• **TASK PROMPT**: Below are the records; they must be reproduced verbatim.

Point-per-instance localization data
┄┄┄┄┄┄
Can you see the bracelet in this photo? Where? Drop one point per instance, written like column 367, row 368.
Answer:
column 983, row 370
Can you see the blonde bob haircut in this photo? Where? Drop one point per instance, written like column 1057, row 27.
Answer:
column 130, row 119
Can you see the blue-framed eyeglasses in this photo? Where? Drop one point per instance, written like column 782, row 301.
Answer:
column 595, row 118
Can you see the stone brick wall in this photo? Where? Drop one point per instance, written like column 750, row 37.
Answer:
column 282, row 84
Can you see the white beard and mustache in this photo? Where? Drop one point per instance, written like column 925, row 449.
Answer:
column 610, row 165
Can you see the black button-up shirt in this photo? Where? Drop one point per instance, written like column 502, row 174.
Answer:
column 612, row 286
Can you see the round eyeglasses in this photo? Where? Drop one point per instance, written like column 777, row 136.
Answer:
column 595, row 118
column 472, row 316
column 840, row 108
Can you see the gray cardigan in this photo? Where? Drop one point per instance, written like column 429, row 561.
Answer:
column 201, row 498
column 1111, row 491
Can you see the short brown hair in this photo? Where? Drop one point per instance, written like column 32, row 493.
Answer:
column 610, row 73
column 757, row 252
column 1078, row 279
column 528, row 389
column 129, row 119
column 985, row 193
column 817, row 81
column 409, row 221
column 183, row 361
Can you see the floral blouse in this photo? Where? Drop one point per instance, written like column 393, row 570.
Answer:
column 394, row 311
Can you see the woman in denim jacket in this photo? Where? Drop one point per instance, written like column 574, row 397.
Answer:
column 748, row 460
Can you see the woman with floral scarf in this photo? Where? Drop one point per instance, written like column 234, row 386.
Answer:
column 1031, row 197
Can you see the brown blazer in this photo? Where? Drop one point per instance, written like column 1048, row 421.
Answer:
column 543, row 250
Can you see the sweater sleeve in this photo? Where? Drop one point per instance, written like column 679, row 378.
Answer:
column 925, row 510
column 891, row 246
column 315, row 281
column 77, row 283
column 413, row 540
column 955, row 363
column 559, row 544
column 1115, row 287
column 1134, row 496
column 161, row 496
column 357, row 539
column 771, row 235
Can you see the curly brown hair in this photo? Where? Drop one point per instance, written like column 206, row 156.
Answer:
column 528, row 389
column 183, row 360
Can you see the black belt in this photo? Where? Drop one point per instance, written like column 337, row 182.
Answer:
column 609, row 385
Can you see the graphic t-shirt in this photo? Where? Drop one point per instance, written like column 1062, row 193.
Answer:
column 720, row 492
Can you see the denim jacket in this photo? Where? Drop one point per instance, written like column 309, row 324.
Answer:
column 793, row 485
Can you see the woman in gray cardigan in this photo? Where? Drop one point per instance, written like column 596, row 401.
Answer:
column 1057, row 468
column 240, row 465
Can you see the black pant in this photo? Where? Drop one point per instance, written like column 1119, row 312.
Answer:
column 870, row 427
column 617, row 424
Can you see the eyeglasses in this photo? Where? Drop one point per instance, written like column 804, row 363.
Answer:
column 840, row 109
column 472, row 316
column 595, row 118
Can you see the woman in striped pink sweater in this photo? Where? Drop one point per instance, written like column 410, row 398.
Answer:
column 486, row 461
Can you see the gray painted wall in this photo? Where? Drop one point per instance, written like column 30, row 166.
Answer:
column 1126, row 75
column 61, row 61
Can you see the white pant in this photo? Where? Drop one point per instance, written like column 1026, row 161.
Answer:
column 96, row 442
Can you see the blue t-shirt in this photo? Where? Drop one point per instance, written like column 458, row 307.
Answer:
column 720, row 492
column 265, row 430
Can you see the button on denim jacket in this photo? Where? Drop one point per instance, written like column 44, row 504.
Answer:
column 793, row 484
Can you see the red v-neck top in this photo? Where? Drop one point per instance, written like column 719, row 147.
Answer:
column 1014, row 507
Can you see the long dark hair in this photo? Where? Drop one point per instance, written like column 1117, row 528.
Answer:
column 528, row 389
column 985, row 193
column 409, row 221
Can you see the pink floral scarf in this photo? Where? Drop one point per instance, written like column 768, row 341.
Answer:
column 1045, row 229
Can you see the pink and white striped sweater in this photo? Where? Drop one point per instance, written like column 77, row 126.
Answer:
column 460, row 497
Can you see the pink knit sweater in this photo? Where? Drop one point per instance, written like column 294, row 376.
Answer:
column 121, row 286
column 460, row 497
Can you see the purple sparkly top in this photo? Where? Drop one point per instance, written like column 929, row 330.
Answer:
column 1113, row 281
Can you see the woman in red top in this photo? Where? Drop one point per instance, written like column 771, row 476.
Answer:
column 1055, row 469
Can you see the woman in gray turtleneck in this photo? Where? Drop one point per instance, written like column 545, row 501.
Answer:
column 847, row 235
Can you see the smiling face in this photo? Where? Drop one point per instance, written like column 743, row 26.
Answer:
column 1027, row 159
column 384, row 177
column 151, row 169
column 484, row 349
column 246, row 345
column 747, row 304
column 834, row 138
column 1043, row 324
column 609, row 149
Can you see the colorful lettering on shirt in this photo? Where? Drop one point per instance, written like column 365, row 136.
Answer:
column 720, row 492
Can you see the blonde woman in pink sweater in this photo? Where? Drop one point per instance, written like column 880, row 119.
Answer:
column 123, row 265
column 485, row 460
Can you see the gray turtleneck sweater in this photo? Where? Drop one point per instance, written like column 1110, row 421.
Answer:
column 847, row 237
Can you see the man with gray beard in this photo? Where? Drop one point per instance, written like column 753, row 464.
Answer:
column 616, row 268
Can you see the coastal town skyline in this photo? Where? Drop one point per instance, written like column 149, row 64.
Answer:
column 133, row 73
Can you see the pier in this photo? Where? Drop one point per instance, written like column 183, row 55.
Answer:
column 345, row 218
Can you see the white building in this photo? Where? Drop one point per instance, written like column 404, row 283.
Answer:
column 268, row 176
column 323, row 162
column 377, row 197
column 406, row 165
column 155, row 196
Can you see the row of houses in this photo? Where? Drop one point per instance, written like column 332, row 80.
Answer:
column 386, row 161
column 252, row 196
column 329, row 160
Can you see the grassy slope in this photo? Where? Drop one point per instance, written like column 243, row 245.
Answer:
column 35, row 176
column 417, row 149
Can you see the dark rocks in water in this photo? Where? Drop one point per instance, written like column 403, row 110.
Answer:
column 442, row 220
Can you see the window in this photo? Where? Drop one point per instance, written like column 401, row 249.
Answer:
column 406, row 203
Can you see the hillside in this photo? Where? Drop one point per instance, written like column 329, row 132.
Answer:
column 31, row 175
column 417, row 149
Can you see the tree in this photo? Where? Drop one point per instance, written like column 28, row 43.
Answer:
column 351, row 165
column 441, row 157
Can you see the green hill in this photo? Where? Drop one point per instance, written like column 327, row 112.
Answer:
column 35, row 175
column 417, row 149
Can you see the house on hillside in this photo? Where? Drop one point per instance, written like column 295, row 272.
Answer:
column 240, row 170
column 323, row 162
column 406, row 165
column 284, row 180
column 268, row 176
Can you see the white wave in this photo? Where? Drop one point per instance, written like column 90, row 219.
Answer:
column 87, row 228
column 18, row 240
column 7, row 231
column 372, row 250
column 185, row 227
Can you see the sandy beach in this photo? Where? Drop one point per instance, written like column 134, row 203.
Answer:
┄┄┄┄┄┄
• **RESPONSE TO THE EXERCISE**:
Can you see the bracelet in this photo? Where? Drop one point per instance, written like column 367, row 368.
Answer:
column 983, row 370
Can you see the blonde bob haircut in this photo? Where? Drop one point per instance, written like column 1057, row 27.
Answer:
column 130, row 119
Can you see the blue-framed eyeglasses in this photo? Where? Drop one point per instance, written like column 782, row 301.
Answer:
column 595, row 118
Can you see the stone brick wall in this photo? Where? Drop one point per instance, written like column 750, row 37.
Answer:
column 282, row 84
Can you see the white beard and mustache in this photo? Where? Drop one point per instance, written like column 925, row 449.
Answer:
column 610, row 165
Can you see the black button-up shirt in this photo? Where? Drop one point per instance, written like column 502, row 174.
Answer:
column 612, row 286
Can you see the round eyeglasses in this photo? Where? Drop one point per instance, written like column 777, row 136.
Answer:
column 595, row 118
column 472, row 316
column 840, row 108
Can you see the gray cardigan in this photo? Where? Drop one point per instance, written like column 429, row 561.
Answer:
column 201, row 498
column 1111, row 491
Can you see the short brown hair in this photo? Where? Drop one point per instance, written like column 32, row 493.
Answer:
column 610, row 73
column 757, row 252
column 1078, row 279
column 528, row 389
column 129, row 119
column 985, row 193
column 817, row 81
column 409, row 221
column 183, row 361
Can you see the floral blouse in this photo? Where? Drop one point per instance, written like column 393, row 570.
Answer:
column 394, row 311
Can you see the woman in denim jacket in this photo? Where? Drop one point per instance, written like column 574, row 397.
Answer:
column 748, row 460
Can you see the woman with floral scarf in this photo? Where? Drop one point per instance, written like column 234, row 386.
Answer:
column 1031, row 197
Can you see the brown blazer in this photo? Where? Drop one point per instance, written like column 1048, row 421.
Answer:
column 543, row 250
Can you see the sweater sleeve in this photo? Where? Drop one point per instance, written like column 679, row 378.
Answer:
column 925, row 510
column 891, row 246
column 315, row 281
column 77, row 283
column 413, row 540
column 955, row 363
column 559, row 544
column 1115, row 287
column 1134, row 496
column 161, row 496
column 357, row 539
column 771, row 235
Can you see the curly brown hair in this photo? Where? Drop one point per instance, written like column 206, row 156.
Answer:
column 528, row 389
column 183, row 360
Can you see the black belt in this photo? Where? Drop one point per instance, written like column 337, row 182.
Answer:
column 609, row 385
Can you see the graphic t-shirt in this photo? Where? Drop one point per instance, written like column 1062, row 193.
Answer:
column 720, row 492
Can you see the denim jacket in this photo? Where? Drop one point per instance, written like column 309, row 324.
Answer:
column 793, row 485
Can you see the woman in gray cardigan in this photo? Where? Drop one point per instance, written like column 596, row 401.
Answer:
column 1057, row 468
column 240, row 465
Can you see the black pant in this photo? Where? Drop one point per instance, written like column 1119, row 312.
Answer:
column 870, row 427
column 617, row 424
Can you see the eyeglasses in this photo? Where? Drop one point per instance, written like column 804, row 363.
Answer:
column 840, row 109
column 472, row 316
column 595, row 118
Can you see the woman in striped pink sweater in this photo? Where? Drop one point per instance, written like column 410, row 398.
Answer:
column 486, row 461
Can you see the gray painted wall in this photo? Where? Drop one point per instance, written like column 30, row 166.
Answer:
column 1126, row 75
column 61, row 61
Can you see the white pant in this photo? Where? Drop one point per instance, written like column 1026, row 161.
Answer:
column 96, row 442
Can you see the blue t-shirt in this photo? Where? Drop one point per instance, written like column 458, row 307.
Answer:
column 720, row 492
column 265, row 430
Can you see the button on denim jacket in this photo? Where? Drop one point per instance, written like column 44, row 504.
Answer:
column 793, row 484
Can you see the red v-neck top in this photo? Where? Drop one point per instance, written like column 719, row 147.
Answer:
column 1014, row 507
Can you see the long dark hair in this photo? Where? Drop one point per instance, written like column 1117, row 528.
Answer:
column 528, row 389
column 985, row 193
column 409, row 221
Can you see the pink floral scarf in this photo? Where? Drop one point per instance, written like column 768, row 341.
Answer:
column 1045, row 229
Can you see the pink and white striped sweater in this photo? Where? Drop one point per instance, written like column 77, row 126.
Answer:
column 460, row 497
Can you see the pink knit sweater in this photo? Where? Drop one point per instance, written like column 294, row 376.
Answer:
column 121, row 286
column 460, row 497
Can you see the purple sparkly top in this photo? Where? Drop one point per instance, written like column 929, row 330.
Answer:
column 1113, row 281
Can you see the woman in red top in this photo? Where? Drop one point per instance, written like column 771, row 476.
Answer:
column 1055, row 469
Can you see the woman in gray turtleneck in this photo? Where? Drop one point per instance, written like column 545, row 501.
Answer:
column 847, row 235
Can you see the smiling face in this photo? Where? Drop one point per instance, written like column 743, row 26.
Answer:
column 1027, row 159
column 384, row 177
column 151, row 169
column 484, row 349
column 246, row 345
column 747, row 304
column 834, row 138
column 1043, row 324
column 609, row 149
Can you see the colorful lettering on shirt in this photo? Where? Drop one point per instance, written like column 365, row 136.
Answer:
column 720, row 492
Can you see the blonde woman in pink sweater in this photo? Where? Drop one point per instance, written like column 880, row 119.
Answer:
column 123, row 265
column 485, row 460
Can you see the gray turtleneck sweater in this photo? Where? Drop one point per instance, written like column 1110, row 421.
Answer:
column 847, row 237
Can you see the man with gray beard in this photo? Where? Drop one point per instance, written like column 753, row 464.
Answer:
column 616, row 268
Can you see the coastal town skyline in this photo? Where? Drop one point per instance, written like column 149, row 64.
Answer:
column 133, row 73
Can you see the pier in this photo? Where? Drop one point per instance, written like column 183, row 55.
Answer:
column 345, row 218
Can you see the white building in this photo? Where? Drop one point per instance, written like column 404, row 283.
Answer:
column 268, row 176
column 323, row 162
column 377, row 197
column 406, row 165
column 155, row 196
Can you see the row of houses in this photo? Where? Drop one point per instance, written like column 332, row 80.
Answer:
column 386, row 161
column 252, row 196
column 329, row 160
Can you see the grassy slope in this photo? Where? Drop one point per instance, written like column 243, row 245.
Answer:
column 35, row 176
column 417, row 149
Can you see the dark rocks in water in this photo? Where? Drop one point per instance, written like column 403, row 110.
Answer:
column 442, row 220
Can you see the window in this photo? Where? Drop one point per instance, written like column 401, row 249.
Answer:
column 406, row 203
Can you see the hillside in this photo? Where? Drop one point per instance, written like column 329, row 132.
Answer:
column 31, row 175
column 417, row 149
Can you see the tree in this photo? Where? Drop one point per instance, written like column 28, row 43.
Answer:
column 351, row 165
column 441, row 157
Can you see the green hill in this photo? Where? Drop one point per instance, written like column 327, row 112.
Answer:
column 35, row 175
column 417, row 149
Can you see the house on hillside in this photo? Where? Drop one point per instance, written like column 295, row 272.
Answer:
column 240, row 170
column 323, row 162
column 406, row 165
column 284, row 180
column 268, row 176
Can you see the white wave in this photo? Where? Drop one point per instance, written like column 90, row 219.
Answer:
column 87, row 228
column 18, row 240
column 7, row 231
column 372, row 250
column 185, row 227
Can you see the sandy beach in this photo? Where? Drop one point per instance, written like column 134, row 203.
Answer:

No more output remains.